BEGIN Data supplied

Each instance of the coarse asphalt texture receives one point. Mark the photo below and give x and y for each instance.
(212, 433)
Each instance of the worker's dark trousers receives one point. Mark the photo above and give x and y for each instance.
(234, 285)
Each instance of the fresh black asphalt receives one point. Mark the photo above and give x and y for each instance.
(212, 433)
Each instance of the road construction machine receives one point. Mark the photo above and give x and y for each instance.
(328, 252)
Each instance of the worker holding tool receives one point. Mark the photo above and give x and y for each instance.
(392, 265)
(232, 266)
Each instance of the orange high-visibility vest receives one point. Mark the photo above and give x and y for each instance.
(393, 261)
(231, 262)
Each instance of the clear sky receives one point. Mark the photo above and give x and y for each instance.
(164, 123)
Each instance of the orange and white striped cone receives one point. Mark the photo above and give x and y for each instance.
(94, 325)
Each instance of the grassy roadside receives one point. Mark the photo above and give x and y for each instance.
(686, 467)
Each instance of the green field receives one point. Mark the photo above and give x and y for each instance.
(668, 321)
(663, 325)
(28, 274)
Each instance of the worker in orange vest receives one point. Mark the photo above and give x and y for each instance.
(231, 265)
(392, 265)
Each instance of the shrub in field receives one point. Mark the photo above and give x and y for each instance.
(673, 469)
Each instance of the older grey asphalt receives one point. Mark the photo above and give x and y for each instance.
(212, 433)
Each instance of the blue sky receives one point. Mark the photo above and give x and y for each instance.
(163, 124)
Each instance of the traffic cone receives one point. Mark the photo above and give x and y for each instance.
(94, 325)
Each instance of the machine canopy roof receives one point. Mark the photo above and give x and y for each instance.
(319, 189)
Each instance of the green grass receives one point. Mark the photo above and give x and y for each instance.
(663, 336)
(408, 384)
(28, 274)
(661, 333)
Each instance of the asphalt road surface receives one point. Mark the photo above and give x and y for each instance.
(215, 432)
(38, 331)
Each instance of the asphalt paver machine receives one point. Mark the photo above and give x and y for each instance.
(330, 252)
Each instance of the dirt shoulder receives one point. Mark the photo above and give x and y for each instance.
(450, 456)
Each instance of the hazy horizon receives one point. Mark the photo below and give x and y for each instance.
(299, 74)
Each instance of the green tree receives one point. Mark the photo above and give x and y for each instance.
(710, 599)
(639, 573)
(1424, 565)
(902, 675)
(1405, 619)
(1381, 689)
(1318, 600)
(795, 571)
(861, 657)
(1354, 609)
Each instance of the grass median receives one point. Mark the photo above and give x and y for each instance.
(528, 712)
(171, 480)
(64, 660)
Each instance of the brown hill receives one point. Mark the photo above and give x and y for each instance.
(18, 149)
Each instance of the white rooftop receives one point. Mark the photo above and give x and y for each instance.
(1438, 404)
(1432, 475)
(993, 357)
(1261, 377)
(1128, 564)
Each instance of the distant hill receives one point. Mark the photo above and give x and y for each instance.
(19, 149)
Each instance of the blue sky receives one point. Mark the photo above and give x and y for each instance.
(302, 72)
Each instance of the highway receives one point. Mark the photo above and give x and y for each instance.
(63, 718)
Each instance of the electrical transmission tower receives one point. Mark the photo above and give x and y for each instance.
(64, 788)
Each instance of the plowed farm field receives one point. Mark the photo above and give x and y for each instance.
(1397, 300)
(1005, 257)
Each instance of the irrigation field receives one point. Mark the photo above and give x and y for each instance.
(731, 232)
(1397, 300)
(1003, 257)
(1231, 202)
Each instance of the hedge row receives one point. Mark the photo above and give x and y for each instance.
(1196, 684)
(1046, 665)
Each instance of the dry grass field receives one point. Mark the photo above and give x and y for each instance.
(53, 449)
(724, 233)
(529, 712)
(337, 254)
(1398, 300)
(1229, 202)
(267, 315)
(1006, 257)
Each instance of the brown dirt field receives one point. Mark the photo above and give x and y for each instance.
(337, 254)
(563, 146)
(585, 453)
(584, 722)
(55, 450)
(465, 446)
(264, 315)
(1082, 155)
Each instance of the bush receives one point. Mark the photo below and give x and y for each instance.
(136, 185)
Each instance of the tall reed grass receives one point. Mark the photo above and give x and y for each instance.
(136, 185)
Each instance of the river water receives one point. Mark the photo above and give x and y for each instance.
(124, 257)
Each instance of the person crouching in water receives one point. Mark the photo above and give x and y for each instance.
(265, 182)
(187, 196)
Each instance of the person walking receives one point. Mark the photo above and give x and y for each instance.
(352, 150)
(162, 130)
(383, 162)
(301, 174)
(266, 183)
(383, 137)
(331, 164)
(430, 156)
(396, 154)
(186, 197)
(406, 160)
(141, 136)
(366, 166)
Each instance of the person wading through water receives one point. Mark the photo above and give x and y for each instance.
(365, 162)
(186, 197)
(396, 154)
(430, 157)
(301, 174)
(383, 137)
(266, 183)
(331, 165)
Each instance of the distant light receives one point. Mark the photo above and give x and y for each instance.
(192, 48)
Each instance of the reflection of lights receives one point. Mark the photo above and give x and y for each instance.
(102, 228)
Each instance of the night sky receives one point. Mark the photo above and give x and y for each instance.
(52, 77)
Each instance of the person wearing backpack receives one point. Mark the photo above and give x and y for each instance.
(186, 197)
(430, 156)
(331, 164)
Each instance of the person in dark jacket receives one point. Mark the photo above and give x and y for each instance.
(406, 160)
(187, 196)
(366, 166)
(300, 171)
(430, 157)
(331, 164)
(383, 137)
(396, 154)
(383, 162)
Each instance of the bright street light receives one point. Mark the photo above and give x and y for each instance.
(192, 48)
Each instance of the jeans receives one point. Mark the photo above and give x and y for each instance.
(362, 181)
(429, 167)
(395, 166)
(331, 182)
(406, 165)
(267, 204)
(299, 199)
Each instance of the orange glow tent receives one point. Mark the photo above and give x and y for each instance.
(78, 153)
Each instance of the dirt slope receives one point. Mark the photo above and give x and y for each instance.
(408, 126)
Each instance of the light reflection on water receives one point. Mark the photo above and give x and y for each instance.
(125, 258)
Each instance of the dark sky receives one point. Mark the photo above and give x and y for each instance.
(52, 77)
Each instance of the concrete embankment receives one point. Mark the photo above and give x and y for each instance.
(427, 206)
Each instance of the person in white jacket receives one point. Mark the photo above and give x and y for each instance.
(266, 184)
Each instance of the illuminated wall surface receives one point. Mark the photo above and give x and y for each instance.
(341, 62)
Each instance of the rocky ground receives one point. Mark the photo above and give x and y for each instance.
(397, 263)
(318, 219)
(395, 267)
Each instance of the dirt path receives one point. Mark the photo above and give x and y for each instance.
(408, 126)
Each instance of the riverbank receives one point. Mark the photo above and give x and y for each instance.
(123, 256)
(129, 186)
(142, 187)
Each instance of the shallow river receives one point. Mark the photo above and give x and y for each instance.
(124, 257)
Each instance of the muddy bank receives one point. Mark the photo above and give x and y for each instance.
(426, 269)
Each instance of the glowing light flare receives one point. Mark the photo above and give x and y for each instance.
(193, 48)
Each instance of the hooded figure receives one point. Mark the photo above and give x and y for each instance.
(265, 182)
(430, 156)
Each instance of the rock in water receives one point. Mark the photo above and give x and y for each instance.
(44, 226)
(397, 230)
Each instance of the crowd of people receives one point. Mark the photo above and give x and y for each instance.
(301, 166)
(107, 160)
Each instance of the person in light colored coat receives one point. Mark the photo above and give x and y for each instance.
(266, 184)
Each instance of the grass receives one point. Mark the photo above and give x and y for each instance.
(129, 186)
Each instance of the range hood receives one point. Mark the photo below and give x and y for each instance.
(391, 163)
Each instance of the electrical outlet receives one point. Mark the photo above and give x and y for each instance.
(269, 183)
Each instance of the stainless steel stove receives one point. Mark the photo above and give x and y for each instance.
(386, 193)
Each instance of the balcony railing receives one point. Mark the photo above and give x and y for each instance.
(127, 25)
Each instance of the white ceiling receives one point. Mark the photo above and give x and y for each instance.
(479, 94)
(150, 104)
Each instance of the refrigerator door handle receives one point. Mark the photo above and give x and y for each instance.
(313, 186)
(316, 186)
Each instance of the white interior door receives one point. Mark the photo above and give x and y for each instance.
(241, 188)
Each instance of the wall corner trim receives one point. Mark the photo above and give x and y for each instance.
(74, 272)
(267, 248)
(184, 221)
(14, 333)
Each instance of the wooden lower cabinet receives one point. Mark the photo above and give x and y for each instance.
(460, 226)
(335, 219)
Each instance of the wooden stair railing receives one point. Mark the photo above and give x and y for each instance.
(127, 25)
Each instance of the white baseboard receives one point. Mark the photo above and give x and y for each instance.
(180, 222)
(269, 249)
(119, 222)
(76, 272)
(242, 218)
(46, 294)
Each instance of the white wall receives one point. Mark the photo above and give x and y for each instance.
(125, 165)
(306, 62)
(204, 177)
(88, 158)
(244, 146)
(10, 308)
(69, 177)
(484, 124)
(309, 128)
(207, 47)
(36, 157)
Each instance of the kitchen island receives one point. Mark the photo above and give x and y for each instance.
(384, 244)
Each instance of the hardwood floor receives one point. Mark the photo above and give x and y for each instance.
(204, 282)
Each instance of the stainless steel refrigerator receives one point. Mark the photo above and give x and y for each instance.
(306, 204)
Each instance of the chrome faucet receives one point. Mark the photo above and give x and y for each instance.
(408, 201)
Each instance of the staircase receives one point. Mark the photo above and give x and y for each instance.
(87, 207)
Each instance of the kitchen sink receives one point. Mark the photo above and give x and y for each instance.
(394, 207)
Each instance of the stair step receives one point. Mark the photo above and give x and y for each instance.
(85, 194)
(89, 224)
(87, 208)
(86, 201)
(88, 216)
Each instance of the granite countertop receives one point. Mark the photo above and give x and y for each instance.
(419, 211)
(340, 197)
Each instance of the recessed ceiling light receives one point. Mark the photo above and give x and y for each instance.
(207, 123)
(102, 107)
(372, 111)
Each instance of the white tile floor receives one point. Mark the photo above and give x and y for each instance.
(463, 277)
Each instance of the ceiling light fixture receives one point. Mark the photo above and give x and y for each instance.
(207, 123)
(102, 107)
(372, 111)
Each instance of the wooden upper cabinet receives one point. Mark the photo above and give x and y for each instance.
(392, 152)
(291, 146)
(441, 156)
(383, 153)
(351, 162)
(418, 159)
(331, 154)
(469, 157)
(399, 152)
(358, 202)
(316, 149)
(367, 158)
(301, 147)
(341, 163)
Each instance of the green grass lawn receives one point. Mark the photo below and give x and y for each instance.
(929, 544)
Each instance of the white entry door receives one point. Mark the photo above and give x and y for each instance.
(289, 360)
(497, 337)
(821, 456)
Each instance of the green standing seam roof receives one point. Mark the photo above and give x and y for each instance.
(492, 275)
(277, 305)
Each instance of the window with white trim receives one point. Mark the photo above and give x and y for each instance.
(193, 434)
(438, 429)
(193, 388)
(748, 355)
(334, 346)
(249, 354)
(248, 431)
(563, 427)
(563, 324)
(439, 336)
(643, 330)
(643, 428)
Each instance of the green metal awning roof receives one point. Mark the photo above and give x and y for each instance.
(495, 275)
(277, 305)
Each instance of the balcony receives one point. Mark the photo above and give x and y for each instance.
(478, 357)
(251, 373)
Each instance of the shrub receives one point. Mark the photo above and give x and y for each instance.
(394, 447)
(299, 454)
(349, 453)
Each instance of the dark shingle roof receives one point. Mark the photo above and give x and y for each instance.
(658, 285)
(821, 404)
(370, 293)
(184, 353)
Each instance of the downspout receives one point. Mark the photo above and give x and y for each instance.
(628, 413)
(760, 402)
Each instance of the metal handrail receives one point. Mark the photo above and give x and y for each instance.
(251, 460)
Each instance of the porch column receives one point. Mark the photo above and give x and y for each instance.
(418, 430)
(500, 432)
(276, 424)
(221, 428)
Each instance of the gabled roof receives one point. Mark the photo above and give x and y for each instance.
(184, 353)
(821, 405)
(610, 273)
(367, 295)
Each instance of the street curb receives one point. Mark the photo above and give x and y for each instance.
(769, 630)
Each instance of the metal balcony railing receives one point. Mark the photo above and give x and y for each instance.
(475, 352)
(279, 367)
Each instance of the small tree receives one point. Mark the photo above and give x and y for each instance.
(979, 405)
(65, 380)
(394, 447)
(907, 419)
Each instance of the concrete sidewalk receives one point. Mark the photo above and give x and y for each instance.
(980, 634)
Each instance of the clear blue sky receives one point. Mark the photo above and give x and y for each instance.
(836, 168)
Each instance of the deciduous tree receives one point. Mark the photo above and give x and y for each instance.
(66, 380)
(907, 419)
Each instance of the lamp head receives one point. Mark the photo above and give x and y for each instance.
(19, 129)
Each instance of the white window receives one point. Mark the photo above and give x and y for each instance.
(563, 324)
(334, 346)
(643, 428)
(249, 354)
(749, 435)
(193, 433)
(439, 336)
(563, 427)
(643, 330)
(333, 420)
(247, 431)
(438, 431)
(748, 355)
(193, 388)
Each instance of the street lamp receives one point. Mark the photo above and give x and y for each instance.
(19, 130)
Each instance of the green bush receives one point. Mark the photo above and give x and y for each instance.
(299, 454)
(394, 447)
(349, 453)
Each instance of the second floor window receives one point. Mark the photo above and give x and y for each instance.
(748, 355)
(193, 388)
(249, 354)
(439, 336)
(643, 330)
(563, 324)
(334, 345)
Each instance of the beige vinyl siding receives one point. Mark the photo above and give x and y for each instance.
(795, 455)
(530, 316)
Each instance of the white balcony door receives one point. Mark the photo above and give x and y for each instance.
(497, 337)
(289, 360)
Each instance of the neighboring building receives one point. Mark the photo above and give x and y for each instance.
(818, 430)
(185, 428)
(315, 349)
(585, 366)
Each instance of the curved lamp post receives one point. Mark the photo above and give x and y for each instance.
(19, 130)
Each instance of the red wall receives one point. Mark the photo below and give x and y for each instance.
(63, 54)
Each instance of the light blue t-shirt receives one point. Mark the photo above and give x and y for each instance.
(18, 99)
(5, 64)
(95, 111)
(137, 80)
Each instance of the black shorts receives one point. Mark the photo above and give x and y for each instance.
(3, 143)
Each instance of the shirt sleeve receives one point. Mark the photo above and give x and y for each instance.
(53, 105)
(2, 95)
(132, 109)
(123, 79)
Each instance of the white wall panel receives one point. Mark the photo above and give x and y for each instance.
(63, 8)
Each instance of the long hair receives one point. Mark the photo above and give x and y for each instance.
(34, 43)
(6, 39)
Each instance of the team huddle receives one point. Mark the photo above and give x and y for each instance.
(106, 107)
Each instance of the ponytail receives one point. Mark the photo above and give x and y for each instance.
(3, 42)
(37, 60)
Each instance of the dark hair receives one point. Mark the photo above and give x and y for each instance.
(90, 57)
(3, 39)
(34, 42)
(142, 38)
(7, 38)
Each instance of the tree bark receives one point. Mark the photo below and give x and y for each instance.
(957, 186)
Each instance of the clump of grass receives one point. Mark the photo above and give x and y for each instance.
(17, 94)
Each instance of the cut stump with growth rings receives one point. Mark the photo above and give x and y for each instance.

END Data supplied

• [Exercise]
Give back, unchanged, every line from the one with "Each instance of the shirt" to the end of the entries above.

• [Expected answer]
Each instance of the shirt sleeve receives one point. Mark the photo above and give x and y for each instance.
(53, 105)
(2, 95)
(132, 109)
(123, 79)
Each instance of the white wall panel receives one point. Mark the photo above and give x and y for each instance.
(63, 8)
Each instance of the long hair receives one point. Mark the photo above and give x and y for each instance.
(34, 43)
(6, 39)
Each instance of the team huddle receives one point. Mark the photo above and give x and y for each instance.
(106, 107)
Each instance of the ponytail receives one point. Mark the photo above and give x and y for each instance.
(3, 42)
(37, 60)
Each instance of the dark hair receives one point. Mark the photo above and give x and y for each instance.
(90, 57)
(3, 39)
(34, 42)
(142, 38)
(7, 38)
Each instance of the tree bark receives one point. Mark the photo below and give x and y for each instance.
(957, 186)
Each instance of the clump of grass receives one point. Mark the photo above and give x and y for each instance.
(17, 94)
Each instance of the cut stump with growth rings receives one point. Mark the photo above and give x and y for each instance.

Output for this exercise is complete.